Assignment → When you retype the listing, keep every word exactly as it appears.

Excerpted records below:

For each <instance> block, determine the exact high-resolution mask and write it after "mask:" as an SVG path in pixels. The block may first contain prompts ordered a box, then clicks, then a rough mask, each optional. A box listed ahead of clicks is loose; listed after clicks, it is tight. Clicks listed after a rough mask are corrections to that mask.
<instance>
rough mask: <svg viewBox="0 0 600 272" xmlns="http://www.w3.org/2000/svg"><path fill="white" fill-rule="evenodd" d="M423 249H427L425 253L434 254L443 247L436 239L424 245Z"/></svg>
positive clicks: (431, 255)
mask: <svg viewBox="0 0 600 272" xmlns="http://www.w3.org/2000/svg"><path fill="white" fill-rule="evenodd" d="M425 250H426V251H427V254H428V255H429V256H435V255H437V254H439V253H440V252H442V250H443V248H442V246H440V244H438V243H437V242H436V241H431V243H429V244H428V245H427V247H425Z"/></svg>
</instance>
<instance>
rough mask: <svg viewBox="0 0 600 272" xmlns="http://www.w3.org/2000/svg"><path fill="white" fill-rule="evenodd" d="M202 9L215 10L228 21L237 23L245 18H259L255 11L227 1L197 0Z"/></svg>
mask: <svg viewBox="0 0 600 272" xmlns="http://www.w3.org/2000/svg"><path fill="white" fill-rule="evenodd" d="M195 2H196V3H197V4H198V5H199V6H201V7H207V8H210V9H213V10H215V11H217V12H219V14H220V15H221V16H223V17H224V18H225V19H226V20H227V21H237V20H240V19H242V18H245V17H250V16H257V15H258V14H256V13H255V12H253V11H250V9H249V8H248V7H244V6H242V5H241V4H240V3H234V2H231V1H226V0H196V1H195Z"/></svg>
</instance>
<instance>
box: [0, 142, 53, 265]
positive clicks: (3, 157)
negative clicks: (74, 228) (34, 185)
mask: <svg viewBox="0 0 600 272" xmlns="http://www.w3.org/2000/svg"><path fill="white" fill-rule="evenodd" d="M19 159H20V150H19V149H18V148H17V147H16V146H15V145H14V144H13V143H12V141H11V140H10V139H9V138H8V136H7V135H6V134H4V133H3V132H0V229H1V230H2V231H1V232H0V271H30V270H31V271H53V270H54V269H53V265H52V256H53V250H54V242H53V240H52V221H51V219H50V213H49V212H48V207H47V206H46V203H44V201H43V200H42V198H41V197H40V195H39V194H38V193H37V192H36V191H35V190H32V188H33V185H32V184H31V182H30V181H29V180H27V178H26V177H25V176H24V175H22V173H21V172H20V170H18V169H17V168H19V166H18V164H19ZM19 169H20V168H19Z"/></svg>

End of Excerpted records.

Exercise result →
For each <instance> block, determine the exact high-resolution mask and write it after "mask:" as an SVG path in pixels. The block may first contain prompts ordered a box, then clicks, then a rough mask, each optional. A box listed ahead of clicks is loose; listed after clicks, it is tight. Clicks listed after a rough mask are corrections to that mask.
<instance>
rough mask: <svg viewBox="0 0 600 272" xmlns="http://www.w3.org/2000/svg"><path fill="white" fill-rule="evenodd" d="M423 249H427L425 253L434 254L443 247L436 239L424 245Z"/></svg>
positive clicks: (431, 255)
mask: <svg viewBox="0 0 600 272" xmlns="http://www.w3.org/2000/svg"><path fill="white" fill-rule="evenodd" d="M425 250H426V251H427V254H428V255H429V256H435V255H437V254H439V253H440V252H442V250H443V248H442V246H440V244H438V243H437V242H436V241H431V243H429V244H428V245H427V247H425Z"/></svg>
</instance>
<instance>
rough mask: <svg viewBox="0 0 600 272" xmlns="http://www.w3.org/2000/svg"><path fill="white" fill-rule="evenodd" d="M202 9L215 10L228 21L237 23L245 18H259L255 11L227 1L197 0Z"/></svg>
mask: <svg viewBox="0 0 600 272" xmlns="http://www.w3.org/2000/svg"><path fill="white" fill-rule="evenodd" d="M195 2H196V3H197V4H198V5H199V6H201V7H207V8H210V9H213V10H215V11H217V12H219V14H220V15H221V16H223V17H224V18H225V19H226V20H227V21H237V20H240V19H242V18H245V17H250V16H257V15H258V14H256V13H255V12H253V11H250V9H249V8H248V7H244V6H242V5H241V4H240V3H234V2H231V1H226V0H196V1H195Z"/></svg>
</instance>
<instance>
box: [0, 142, 53, 265]
positive clicks: (3, 157)
negative clicks: (74, 228) (34, 185)
mask: <svg viewBox="0 0 600 272" xmlns="http://www.w3.org/2000/svg"><path fill="white" fill-rule="evenodd" d="M19 159H20V150H19V149H18V148H17V147H16V146H15V145H14V144H13V143H12V141H11V140H10V139H9V138H8V136H7V135H6V134H4V133H3V132H0V229H1V230H2V231H1V232H0V271H30V270H31V271H53V270H54V269H53V265H52V256H53V250H54V242H53V240H52V221H51V219H50V213H49V212H48V207H47V206H46V203H44V201H43V200H42V198H41V197H40V195H39V194H38V193H37V192H36V191H35V190H32V188H33V185H32V184H31V182H30V181H29V180H27V178H26V177H25V176H24V175H22V173H21V172H20V170H18V169H17V168H19V166H18V164H19ZM19 169H20V168H19Z"/></svg>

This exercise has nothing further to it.